[Einträge zur Ortsbestimmung]
- - -

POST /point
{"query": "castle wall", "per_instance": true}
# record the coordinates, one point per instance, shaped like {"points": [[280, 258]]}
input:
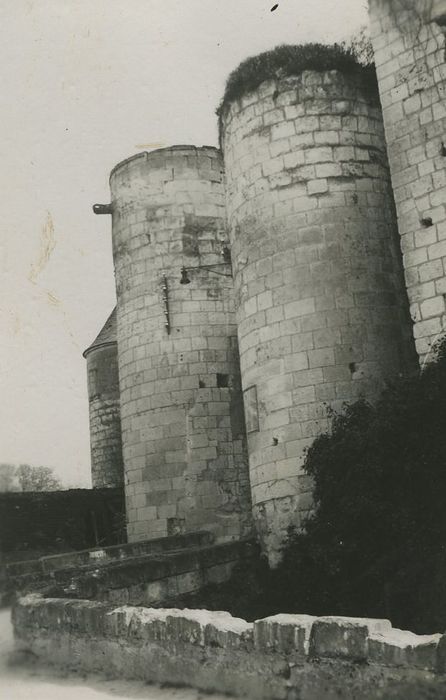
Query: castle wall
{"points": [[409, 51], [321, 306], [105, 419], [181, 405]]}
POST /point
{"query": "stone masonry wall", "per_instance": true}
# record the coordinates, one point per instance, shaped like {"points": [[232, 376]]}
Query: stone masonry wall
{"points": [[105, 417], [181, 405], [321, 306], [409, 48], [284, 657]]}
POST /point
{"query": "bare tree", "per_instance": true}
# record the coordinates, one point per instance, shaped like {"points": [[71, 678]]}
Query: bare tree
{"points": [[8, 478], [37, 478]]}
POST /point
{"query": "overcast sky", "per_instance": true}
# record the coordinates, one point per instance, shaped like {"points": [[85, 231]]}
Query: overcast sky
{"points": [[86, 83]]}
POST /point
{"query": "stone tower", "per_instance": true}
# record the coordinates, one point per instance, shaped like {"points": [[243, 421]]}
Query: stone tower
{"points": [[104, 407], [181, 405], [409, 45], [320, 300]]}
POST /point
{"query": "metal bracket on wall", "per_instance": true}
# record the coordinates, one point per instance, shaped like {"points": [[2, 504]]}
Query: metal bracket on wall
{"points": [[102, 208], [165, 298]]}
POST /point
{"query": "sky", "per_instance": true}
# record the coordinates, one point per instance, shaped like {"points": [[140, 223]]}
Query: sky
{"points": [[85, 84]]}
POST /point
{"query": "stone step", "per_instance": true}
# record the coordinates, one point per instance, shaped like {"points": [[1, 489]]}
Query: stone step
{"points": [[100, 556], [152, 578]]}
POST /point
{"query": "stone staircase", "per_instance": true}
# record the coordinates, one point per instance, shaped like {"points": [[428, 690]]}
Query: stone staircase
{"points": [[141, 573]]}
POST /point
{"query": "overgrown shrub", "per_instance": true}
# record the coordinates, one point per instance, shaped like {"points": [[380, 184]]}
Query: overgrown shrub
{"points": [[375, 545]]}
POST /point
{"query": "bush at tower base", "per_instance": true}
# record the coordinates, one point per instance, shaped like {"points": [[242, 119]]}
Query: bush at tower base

- - -

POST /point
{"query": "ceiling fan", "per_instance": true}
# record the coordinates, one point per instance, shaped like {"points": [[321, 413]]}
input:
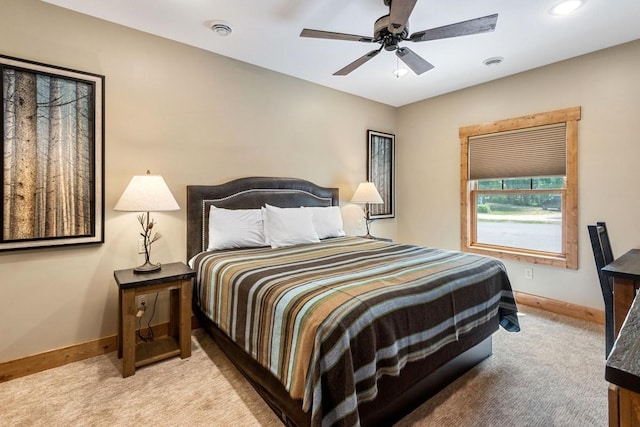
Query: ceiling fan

- - -

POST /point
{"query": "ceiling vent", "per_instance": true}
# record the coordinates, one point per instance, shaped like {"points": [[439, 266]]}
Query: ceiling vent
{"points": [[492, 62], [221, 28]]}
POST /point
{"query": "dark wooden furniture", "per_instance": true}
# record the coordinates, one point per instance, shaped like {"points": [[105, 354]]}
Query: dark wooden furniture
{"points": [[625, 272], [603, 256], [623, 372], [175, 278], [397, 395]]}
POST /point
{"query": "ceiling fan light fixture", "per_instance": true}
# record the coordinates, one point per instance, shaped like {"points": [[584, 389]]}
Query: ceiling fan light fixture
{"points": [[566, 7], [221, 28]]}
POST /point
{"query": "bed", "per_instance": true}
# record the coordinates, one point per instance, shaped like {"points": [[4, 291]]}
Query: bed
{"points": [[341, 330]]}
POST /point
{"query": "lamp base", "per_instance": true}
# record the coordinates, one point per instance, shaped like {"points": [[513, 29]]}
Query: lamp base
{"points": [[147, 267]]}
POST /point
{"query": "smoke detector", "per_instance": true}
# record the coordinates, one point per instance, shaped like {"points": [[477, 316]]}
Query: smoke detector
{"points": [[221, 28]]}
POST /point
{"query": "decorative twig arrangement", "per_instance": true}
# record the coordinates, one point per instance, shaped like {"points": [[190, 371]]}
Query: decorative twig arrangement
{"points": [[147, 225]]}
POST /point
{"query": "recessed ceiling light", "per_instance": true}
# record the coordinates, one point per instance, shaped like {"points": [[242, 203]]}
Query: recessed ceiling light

- - -

__ZIEL DER ÜBUNG__: In wie vielen Zeilen der Daten kommt die Zeichenfolge „bracket“ vor? Zähle sie und nenne nur die Zahl.

__LÖSUNG DER AUFGABE__: 2